> _Instructions for the task_
Only the number is needed: count the lines below that hold the string "sign".
━━━━━ Provided data ━━━━━
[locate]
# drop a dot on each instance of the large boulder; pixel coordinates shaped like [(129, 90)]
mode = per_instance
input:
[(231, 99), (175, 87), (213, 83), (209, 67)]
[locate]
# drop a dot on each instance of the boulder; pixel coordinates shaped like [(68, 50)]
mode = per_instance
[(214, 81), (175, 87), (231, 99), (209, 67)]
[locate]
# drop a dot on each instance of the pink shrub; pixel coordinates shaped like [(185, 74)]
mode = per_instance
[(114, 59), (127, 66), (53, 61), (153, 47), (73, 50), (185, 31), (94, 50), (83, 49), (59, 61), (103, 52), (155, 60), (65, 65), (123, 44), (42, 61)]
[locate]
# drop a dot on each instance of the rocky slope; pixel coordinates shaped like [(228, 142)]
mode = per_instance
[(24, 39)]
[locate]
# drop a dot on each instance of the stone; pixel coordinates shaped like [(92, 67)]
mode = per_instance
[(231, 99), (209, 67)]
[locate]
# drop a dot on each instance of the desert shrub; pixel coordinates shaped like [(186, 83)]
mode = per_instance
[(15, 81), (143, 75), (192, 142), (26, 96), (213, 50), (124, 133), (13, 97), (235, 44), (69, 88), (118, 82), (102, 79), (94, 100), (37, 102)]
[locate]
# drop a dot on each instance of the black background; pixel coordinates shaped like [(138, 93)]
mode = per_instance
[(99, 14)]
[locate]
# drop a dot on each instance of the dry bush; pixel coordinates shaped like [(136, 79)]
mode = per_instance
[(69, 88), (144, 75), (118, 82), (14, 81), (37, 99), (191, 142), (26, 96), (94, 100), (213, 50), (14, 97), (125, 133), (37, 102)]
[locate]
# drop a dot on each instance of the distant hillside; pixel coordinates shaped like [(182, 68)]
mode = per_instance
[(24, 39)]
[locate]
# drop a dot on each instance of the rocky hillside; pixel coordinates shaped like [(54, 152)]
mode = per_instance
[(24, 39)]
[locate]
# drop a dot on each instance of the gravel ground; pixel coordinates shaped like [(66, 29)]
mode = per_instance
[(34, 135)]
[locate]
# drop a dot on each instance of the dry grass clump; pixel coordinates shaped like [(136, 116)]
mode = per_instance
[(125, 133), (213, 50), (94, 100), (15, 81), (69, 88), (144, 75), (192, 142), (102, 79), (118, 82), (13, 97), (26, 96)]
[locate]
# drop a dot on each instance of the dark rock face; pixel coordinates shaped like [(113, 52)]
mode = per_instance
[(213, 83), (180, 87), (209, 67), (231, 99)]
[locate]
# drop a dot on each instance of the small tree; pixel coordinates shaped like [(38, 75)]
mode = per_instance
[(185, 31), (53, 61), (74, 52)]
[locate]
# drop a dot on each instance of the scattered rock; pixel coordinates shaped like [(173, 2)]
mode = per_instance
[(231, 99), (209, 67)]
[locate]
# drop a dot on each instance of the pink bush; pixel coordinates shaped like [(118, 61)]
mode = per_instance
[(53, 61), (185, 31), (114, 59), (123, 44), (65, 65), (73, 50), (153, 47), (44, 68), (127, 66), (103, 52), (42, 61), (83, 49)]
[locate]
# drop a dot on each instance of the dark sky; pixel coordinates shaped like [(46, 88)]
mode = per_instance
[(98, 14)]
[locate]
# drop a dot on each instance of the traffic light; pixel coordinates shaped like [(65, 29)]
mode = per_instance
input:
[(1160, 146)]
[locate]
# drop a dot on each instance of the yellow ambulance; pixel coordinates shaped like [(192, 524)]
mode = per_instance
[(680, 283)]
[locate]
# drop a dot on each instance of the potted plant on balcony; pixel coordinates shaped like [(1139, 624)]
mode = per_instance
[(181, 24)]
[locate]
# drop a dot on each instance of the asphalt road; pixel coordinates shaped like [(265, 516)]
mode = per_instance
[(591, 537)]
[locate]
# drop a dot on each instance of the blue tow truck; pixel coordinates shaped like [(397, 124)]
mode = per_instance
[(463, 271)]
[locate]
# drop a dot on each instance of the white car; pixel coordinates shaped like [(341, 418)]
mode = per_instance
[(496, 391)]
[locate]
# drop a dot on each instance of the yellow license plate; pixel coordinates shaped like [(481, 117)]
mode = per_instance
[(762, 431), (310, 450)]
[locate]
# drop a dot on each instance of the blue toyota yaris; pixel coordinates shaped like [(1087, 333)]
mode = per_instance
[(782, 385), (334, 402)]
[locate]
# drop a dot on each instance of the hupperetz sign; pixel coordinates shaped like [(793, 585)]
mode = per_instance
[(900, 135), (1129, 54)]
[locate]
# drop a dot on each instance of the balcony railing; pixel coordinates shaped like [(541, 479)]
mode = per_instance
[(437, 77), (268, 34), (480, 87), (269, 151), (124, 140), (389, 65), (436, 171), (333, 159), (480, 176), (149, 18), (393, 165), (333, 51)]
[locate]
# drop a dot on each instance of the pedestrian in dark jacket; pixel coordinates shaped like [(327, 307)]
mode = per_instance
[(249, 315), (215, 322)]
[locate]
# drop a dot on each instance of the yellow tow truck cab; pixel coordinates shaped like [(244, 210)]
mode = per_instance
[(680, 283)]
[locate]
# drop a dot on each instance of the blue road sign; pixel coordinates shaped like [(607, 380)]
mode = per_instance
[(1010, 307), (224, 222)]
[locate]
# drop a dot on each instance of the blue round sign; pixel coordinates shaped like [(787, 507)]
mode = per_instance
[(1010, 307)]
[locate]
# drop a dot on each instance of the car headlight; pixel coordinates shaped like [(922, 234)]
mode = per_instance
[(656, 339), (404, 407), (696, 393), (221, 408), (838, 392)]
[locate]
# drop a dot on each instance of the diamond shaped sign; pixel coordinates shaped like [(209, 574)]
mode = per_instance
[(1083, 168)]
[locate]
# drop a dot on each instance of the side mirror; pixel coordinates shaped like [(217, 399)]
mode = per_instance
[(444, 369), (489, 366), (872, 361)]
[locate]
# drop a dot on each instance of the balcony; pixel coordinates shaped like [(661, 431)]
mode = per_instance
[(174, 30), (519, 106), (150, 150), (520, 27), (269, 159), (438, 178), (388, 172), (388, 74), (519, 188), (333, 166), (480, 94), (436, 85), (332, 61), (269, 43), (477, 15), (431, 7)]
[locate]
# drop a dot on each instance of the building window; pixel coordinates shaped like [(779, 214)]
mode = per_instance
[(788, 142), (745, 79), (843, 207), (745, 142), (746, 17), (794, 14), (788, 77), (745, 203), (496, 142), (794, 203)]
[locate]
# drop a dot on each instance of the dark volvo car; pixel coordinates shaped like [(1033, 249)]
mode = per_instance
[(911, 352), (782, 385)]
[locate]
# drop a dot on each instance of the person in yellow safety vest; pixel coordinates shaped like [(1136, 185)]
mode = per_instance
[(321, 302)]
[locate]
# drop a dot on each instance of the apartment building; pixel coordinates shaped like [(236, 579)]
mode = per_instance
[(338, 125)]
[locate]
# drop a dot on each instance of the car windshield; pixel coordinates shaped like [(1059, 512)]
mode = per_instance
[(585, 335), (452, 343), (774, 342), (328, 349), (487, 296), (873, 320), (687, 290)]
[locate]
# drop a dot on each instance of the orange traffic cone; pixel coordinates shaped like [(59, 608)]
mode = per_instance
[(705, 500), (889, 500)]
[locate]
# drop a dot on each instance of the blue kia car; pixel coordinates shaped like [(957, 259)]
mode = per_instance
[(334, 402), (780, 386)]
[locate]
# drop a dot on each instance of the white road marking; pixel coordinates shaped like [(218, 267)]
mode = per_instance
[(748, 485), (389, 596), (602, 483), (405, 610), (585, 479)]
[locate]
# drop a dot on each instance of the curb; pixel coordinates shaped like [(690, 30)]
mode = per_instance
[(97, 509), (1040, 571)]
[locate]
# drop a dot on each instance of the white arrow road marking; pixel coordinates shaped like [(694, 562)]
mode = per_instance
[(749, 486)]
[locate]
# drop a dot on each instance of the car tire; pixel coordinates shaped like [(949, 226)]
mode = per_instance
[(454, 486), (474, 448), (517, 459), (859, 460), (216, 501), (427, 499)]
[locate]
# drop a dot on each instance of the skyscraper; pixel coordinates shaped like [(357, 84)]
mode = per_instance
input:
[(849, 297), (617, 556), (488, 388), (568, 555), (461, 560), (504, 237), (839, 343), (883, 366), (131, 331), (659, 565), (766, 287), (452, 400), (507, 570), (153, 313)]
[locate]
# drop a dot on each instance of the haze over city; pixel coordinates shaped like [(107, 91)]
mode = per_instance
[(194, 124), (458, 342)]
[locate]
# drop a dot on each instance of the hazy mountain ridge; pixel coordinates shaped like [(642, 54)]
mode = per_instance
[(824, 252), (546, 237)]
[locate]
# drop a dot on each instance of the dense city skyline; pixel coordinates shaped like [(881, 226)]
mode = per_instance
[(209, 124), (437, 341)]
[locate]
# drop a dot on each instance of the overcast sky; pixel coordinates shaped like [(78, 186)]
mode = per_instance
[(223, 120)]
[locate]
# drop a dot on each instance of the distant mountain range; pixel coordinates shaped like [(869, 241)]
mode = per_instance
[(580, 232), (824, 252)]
━━━━━
> _Response_
4